■ **Raw data**

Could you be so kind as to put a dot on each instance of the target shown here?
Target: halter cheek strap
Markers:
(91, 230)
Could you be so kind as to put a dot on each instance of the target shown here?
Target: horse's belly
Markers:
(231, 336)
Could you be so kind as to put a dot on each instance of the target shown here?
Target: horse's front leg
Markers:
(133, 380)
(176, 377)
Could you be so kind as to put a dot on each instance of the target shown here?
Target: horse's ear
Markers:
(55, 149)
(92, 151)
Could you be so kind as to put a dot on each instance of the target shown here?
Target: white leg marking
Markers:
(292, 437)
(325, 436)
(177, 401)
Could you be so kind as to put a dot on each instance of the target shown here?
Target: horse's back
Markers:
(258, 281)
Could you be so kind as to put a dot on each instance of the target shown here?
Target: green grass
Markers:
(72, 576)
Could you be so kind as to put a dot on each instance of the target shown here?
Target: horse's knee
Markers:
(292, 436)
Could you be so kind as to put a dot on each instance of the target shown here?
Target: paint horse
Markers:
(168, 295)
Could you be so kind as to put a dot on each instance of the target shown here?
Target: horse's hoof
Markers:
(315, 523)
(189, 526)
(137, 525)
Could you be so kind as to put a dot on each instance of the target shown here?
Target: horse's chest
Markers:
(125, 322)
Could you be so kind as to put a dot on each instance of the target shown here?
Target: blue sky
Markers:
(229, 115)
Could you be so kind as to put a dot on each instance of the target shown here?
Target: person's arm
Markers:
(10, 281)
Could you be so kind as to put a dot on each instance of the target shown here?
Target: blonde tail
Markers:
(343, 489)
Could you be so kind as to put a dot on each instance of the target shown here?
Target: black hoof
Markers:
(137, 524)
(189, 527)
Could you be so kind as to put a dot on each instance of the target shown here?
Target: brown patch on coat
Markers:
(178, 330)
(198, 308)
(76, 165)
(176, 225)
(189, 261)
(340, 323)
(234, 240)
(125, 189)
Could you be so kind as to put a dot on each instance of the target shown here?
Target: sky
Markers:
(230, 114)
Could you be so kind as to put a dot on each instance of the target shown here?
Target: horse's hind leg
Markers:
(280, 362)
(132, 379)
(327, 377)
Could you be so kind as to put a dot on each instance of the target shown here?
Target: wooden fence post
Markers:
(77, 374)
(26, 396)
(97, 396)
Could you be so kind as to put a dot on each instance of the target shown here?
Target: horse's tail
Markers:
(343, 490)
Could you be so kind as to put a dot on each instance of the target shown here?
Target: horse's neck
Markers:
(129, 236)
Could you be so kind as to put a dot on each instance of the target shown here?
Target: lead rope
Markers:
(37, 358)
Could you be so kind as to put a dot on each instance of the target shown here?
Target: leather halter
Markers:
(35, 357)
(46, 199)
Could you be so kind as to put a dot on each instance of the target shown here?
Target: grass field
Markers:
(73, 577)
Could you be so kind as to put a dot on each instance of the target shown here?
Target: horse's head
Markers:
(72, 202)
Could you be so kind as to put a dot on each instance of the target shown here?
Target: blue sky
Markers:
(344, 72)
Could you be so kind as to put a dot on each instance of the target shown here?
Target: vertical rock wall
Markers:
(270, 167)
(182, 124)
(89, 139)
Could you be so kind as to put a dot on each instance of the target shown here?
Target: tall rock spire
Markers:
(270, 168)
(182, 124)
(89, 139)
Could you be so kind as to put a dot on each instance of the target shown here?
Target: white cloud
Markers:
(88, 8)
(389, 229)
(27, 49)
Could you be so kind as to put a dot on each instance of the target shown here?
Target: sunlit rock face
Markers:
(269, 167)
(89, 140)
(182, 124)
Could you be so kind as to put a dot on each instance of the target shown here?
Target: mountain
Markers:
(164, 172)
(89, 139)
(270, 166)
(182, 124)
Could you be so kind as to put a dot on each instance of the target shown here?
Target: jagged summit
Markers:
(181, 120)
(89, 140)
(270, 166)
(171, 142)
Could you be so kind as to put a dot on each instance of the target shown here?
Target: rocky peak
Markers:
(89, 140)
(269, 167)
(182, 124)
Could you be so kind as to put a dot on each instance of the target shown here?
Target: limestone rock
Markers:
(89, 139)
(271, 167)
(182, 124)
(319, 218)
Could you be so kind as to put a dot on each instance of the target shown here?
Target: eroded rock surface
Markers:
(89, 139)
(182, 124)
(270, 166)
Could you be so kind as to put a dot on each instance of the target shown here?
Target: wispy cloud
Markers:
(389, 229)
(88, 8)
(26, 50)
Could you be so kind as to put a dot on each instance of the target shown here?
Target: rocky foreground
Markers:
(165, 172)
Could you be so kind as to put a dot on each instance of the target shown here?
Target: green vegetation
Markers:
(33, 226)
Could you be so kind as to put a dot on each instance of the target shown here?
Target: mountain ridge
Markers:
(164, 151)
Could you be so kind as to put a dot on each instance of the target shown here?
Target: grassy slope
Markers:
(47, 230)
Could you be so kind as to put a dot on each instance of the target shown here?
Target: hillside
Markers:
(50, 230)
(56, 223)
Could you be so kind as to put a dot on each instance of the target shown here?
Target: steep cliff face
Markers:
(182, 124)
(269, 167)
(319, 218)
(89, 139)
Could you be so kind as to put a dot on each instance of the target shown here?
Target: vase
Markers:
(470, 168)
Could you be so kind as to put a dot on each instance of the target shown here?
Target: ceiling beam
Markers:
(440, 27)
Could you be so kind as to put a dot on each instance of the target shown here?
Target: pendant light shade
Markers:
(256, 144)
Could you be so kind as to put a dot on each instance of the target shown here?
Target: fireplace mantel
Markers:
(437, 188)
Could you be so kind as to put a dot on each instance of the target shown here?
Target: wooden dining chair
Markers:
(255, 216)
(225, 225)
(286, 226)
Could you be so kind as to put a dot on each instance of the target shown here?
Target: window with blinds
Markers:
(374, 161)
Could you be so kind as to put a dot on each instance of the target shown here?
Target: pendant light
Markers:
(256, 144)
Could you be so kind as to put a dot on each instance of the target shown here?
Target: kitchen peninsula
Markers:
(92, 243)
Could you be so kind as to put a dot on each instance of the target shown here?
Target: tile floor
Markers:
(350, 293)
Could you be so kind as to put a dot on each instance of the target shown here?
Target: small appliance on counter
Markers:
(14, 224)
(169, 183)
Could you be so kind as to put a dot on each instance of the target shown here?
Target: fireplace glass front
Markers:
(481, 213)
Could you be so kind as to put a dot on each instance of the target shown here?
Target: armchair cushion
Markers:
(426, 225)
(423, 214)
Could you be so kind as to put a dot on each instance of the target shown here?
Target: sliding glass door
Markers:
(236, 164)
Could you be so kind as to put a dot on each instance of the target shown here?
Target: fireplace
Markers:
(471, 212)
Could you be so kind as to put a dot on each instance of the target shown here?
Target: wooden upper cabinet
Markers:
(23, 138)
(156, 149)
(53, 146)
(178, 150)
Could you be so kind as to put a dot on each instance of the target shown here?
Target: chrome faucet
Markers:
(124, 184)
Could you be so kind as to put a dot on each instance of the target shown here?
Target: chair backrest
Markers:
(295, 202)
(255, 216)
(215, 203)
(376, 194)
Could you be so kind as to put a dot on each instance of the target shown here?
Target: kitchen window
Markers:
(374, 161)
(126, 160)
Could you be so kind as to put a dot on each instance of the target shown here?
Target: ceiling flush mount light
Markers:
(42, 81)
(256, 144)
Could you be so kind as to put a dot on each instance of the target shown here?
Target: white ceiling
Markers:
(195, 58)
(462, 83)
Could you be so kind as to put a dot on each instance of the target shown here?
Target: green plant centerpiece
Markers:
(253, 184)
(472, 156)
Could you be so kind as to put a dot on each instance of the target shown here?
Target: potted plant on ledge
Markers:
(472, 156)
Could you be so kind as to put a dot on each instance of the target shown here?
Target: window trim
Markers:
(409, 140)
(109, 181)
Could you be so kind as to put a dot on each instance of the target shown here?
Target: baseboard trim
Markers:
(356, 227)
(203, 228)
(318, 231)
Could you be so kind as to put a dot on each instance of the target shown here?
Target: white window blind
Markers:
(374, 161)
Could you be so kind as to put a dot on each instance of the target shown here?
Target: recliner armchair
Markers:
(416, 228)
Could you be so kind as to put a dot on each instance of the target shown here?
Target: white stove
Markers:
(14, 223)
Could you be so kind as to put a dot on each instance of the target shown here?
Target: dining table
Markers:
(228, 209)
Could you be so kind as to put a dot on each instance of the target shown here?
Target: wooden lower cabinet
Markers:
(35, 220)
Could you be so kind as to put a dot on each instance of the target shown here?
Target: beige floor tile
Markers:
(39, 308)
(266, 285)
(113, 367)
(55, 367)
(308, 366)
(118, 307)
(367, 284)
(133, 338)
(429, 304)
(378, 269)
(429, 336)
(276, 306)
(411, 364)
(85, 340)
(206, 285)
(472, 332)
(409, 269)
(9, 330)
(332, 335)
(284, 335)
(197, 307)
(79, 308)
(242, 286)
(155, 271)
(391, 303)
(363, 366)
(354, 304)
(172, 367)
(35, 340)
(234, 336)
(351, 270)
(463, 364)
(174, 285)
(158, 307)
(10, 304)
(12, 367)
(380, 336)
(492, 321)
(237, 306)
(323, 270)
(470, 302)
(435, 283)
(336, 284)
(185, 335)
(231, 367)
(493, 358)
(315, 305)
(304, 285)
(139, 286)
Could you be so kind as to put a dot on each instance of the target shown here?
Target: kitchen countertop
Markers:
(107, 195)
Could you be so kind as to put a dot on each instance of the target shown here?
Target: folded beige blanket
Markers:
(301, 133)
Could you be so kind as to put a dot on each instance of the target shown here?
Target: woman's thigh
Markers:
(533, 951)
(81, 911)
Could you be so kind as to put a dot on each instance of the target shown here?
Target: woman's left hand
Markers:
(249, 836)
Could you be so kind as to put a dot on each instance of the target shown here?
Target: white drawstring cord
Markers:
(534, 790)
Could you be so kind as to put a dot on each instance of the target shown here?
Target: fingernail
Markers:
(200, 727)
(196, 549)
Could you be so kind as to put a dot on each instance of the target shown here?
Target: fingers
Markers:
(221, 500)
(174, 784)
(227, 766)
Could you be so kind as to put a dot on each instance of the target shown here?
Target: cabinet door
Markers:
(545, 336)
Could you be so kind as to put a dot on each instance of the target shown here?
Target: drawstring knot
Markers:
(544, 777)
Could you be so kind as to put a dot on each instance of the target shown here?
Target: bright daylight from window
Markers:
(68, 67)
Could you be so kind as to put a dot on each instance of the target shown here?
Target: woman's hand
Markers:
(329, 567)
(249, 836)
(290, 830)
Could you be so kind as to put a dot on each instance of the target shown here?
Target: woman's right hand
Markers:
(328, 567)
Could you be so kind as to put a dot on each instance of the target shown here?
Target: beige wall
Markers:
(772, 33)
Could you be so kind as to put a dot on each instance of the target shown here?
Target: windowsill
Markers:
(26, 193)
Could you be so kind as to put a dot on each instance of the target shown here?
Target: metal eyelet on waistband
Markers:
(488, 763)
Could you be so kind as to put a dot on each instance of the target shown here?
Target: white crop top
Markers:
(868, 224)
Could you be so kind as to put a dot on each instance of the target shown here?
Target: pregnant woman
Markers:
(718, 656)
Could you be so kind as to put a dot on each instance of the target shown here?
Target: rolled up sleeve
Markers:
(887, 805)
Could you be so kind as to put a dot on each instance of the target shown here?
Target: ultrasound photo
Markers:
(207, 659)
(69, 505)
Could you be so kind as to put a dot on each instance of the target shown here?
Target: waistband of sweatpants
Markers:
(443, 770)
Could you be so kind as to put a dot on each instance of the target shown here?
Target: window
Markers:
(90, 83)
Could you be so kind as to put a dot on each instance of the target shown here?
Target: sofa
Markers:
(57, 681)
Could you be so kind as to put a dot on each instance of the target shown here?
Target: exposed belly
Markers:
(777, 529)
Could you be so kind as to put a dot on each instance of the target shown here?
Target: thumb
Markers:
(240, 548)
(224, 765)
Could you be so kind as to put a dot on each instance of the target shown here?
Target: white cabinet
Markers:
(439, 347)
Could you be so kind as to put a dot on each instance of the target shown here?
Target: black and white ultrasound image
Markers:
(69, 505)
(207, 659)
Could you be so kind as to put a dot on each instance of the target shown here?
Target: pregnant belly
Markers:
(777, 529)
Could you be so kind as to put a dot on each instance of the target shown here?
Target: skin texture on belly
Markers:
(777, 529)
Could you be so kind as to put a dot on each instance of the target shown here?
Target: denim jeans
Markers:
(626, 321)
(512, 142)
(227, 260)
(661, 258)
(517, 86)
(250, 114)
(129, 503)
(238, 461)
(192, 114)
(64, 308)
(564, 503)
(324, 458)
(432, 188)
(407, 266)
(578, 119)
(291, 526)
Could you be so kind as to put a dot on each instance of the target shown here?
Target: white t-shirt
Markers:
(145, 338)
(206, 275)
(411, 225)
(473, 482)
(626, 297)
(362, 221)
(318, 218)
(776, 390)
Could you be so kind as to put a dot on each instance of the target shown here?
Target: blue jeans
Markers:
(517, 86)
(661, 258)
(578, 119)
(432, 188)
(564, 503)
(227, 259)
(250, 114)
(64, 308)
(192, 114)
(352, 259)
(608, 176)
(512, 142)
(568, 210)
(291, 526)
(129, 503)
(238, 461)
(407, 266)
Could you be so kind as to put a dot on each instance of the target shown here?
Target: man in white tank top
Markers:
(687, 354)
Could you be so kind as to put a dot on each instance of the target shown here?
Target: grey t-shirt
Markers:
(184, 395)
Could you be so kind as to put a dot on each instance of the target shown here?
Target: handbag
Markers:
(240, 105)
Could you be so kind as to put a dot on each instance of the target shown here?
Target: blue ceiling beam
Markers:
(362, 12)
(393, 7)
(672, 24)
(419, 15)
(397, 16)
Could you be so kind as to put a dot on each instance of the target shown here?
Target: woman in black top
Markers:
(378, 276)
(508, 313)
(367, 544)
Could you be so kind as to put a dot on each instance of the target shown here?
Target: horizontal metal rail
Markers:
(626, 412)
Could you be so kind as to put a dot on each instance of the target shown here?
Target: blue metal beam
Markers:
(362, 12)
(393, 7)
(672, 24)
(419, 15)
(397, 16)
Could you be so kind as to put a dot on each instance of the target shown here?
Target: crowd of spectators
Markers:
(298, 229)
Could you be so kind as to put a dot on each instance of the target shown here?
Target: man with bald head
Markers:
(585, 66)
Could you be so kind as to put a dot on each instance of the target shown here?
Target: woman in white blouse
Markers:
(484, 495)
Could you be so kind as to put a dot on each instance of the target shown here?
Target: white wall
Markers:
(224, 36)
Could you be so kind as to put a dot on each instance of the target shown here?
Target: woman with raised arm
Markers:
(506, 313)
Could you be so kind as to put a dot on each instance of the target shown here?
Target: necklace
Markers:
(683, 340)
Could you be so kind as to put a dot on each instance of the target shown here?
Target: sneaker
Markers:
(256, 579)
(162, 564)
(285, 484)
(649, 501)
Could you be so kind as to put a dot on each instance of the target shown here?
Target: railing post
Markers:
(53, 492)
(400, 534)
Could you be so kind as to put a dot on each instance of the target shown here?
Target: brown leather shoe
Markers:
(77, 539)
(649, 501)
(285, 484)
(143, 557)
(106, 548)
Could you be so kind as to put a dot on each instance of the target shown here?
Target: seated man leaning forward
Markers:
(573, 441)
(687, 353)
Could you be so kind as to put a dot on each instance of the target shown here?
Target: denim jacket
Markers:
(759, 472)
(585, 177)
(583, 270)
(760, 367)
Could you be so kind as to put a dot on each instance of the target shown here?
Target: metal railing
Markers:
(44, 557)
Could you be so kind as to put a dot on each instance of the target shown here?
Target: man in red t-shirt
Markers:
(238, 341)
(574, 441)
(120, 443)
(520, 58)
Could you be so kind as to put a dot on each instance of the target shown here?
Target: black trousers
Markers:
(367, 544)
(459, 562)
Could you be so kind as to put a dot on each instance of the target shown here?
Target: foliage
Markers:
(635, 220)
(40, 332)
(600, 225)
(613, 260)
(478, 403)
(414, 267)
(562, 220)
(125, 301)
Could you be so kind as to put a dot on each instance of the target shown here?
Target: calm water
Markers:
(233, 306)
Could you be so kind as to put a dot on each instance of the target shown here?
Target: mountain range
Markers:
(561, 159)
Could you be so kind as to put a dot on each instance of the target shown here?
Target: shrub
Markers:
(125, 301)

■ **Assigned task**
Check each line of the preceding material for the word "rocky", then state how many lines contain it, with no other text.

■ **Result of the exercise**
2